» **Provided records**:
=-=-=-=-=

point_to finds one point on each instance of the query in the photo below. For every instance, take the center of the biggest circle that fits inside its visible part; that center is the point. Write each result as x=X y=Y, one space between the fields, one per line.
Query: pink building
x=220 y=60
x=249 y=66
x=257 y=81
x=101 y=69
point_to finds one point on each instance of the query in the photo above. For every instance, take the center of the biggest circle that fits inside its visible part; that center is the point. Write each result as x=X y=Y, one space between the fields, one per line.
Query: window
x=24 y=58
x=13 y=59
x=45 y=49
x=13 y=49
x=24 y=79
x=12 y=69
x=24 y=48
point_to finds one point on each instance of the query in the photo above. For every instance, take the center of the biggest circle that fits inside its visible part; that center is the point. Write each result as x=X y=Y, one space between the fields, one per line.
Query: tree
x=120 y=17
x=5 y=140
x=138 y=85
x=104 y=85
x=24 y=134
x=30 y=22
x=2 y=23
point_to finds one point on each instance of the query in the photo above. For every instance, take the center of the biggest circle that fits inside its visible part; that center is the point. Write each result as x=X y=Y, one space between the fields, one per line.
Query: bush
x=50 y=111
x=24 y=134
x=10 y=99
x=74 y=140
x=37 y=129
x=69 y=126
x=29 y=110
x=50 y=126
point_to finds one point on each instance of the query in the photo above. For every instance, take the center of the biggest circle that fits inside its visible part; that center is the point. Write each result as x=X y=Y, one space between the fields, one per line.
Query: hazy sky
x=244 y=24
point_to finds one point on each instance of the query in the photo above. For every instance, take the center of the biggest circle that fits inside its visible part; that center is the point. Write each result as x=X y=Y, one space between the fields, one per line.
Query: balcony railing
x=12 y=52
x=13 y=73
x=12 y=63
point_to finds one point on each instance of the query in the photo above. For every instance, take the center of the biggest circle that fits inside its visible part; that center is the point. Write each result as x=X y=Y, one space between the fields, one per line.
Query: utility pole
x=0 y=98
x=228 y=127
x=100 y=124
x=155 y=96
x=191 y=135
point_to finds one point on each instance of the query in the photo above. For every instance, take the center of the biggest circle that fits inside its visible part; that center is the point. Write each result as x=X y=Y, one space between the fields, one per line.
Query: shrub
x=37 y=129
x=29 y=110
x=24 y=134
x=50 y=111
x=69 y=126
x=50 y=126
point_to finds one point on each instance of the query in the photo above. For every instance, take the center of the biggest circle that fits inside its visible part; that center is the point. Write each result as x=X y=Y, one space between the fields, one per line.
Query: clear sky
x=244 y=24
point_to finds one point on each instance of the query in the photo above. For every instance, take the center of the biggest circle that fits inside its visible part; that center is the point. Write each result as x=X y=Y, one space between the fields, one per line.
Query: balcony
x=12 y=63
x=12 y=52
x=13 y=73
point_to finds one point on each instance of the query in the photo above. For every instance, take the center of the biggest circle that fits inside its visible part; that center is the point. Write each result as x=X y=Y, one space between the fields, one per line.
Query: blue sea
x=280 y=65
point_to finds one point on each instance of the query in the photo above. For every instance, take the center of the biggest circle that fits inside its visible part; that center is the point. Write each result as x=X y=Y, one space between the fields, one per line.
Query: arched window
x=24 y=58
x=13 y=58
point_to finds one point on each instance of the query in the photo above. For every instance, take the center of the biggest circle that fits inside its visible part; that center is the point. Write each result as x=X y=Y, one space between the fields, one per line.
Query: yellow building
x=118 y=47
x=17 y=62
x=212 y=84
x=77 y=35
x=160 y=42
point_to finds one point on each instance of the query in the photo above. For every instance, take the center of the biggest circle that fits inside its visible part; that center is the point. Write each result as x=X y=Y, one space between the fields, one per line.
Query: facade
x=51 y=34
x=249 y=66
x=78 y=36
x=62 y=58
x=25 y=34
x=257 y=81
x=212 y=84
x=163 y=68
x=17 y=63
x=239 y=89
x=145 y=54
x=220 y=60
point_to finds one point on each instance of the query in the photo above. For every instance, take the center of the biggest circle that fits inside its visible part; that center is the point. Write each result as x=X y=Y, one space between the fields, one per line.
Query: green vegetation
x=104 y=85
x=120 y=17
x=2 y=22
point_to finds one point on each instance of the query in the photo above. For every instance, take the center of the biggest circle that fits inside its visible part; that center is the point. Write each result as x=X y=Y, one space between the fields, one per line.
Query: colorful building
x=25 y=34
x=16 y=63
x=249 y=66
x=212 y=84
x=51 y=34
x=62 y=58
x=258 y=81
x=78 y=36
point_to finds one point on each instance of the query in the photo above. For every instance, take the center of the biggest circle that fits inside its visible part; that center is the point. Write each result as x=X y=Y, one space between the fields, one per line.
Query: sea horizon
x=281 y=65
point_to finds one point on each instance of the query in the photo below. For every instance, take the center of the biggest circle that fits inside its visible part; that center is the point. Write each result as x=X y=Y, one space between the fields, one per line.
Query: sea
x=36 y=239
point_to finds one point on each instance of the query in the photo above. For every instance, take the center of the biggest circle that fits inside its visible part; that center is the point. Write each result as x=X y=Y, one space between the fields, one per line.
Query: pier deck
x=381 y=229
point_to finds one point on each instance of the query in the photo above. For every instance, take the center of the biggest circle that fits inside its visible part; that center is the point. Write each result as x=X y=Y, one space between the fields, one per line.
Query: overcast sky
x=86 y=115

=-=-=-=-=

» **What to do**: Output every line of the items above as a JSON array of strings, one string per line, with blank lines omitted.

» **Solution to this problem**:
[
  "point_to finds one point on each instance of the query in the photo below. For every instance, take the center of the biggest circle that fits inside its visible part; that center is the point. Write each result as x=X y=Y, one space between the fields, one per line.",
  "Query: pink building",
  "x=220 y=60",
  "x=249 y=66",
  "x=257 y=81",
  "x=101 y=69",
  "point_to finds one point on each instance of the query in the photo above. For every instance, take the center of the biggest circle that fits inside its visible part; that center is the point. Write each result as x=X y=Y, one space between the fields, one per line.",
  "Query: window",
  "x=24 y=58",
  "x=13 y=59",
  "x=45 y=49",
  "x=13 y=49",
  "x=24 y=79",
  "x=12 y=69",
  "x=24 y=48",
  "point_to finds one point on each instance of the query in the photo above. For every instance, take the center of the biggest circle that fits inside its visible part; that center is the point. Write each result as x=X y=Y, one space between the fields, one per line.",
  "Query: tree",
  "x=120 y=17",
  "x=5 y=140",
  "x=138 y=85",
  "x=104 y=85",
  "x=24 y=134",
  "x=30 y=22",
  "x=2 y=23",
  "point_to finds one point on each instance of the query in the photo above. For every instance, take the center of the biggest circle that fits inside its visible part; that center is the point. Write each result as x=X y=Y, one space between the fields, one per line.",
  "Query: bush",
  "x=50 y=111",
  "x=24 y=134",
  "x=10 y=99",
  "x=74 y=140",
  "x=37 y=129",
  "x=69 y=126",
  "x=29 y=110",
  "x=50 y=126",
  "point_to finds one point on each instance of the query in the photo above. For every instance, take the center of the biggest circle that fits inside its visible part; that center is the point. Write each result as x=X y=Y, one space between the fields, one per line.",
  "Query: hazy sky",
  "x=244 y=24",
  "point_to finds one point on each instance of the query in the photo above. For every instance, take the center of the biggest circle that fits inside its visible part; that center is the point. Write each result as x=X y=Y, one space between the fields, one per line.",
  "Query: balcony railing",
  "x=12 y=52",
  "x=13 y=73",
  "x=12 y=63",
  "point_to finds one point on each instance of the query in the photo above. For every instance, take the center of the biggest circle that fits inside its visible part; that center is the point. Write each result as x=X y=Y, one space between the fields, one per line.",
  "Query: utility pole",
  "x=0 y=98",
  "x=228 y=127",
  "x=100 y=124",
  "x=155 y=96",
  "x=191 y=135",
  "point_to finds one point on each instance of the query in the photo above. For every instance, take the center of the biggest circle that fits inside its visible part; that center is the point. Write each result as x=X y=Y, one space between the fields, one per line.",
  "Query: shrub",
  "x=37 y=129",
  "x=29 y=110",
  "x=24 y=134",
  "x=50 y=111",
  "x=69 y=126",
  "x=50 y=126",
  "point_to finds one point on each instance of the query in the photo above. For every instance, take the center of the biggest circle that fits inside its visible part; that center is the point. Write each result as x=X y=Y, one space between the fields, one per line.",
  "Query: clear sky",
  "x=244 y=24",
  "point_to finds one point on each instance of the query in the photo above. For every instance, take the center of the biggest circle that fits inside its visible part; that center is the point. Write each result as x=X y=Y, one space between the fields, one per line.",
  "Query: balcony",
  "x=12 y=63",
  "x=12 y=52",
  "x=13 y=73",
  "point_to finds one point on each instance of the query in the photo above. For every instance, take the center of the biggest circle that fits inside its visible part; that center is the point. Write each result as x=X y=Y, one space between the fields, one per line.",
  "Query: blue sea",
  "x=280 y=65",
  "point_to finds one point on each instance of the query in the photo above. For every instance, take the center of the biggest circle that fits inside its visible part; that center is the point. Write each result as x=X y=Y, one space between the fields, one per line.",
  "Query: arched window",
  "x=24 y=58",
  "x=13 y=58",
  "point_to finds one point on each instance of the query in the photo above. For every instance, take the center of the biggest circle that fits inside its visible part; that center is the point. Write each result as x=X y=Y, one space between the fields, one per line.",
  "Query: yellow building",
  "x=118 y=47",
  "x=17 y=62",
  "x=212 y=84",
  "x=77 y=35",
  "x=160 y=42",
  "point_to finds one point on each instance of the query in the photo above. For every instance, take the center of the biggest circle that fits inside its visible part; that center is the point. Write each result as x=X y=Y, one space between the fields, one per line.",
  "Query: facade",
  "x=51 y=34",
  "x=249 y=66",
  "x=78 y=36",
  "x=62 y=58",
  "x=25 y=34",
  "x=257 y=81",
  "x=212 y=84",
  "x=163 y=68",
  "x=17 y=63",
  "x=239 y=89",
  "x=145 y=54",
  "x=220 y=60",
  "point_to finds one point on each instance of the query in the photo above. For every instance, take the center of the biggest circle that fits inside its visible part; that center is the point. Write each result as x=X y=Y, one space between the fields, one per line.",
  "Query: green vegetation",
  "x=104 y=85",
  "x=120 y=17",
  "x=2 y=22",
  "point_to finds one point on each instance of the query in the photo above. For every instance, take the center of the biggest circle that fits inside its visible part; that center is the point. Write each result as x=X y=Y, one space between the fields, one per line.",
  "Query: colorful building",
  "x=25 y=34",
  "x=16 y=63",
  "x=249 y=66",
  "x=212 y=84",
  "x=51 y=34",
  "x=62 y=58",
  "x=258 y=81",
  "x=78 y=36",
  "point_to finds one point on each instance of the query in the photo above. For every instance, take the center of the biggest circle that fits inside its visible part; that center is the point. Write each result as x=X y=Y, one space between the fields, one per line.",
  "Query: sea horizon",
  "x=281 y=65",
  "point_to finds one point on each instance of the query in the photo below. For every instance, take the center of the biggest circle that fits inside its visible part; that center is the point. Write each result as x=X y=Y, one space between the fields, one per line.",
  "Query: sea",
  "x=36 y=239",
  "point_to finds one point on each instance of the query in the photo above. For every instance, take the center of the biggest circle that fits inside its visible part; that center is the point. Write each result as x=X y=Y, one space between the fields, one per line.",
  "Query: pier deck",
  "x=381 y=229",
  "point_to finds one point on each instance of the query in the photo above. For every instance, take the center of the biggest circle that fits inside its visible part; that center is the point. Write each result as x=X y=Y, one space between the fields, one per line.",
  "Query: overcast sky",
  "x=86 y=115"
]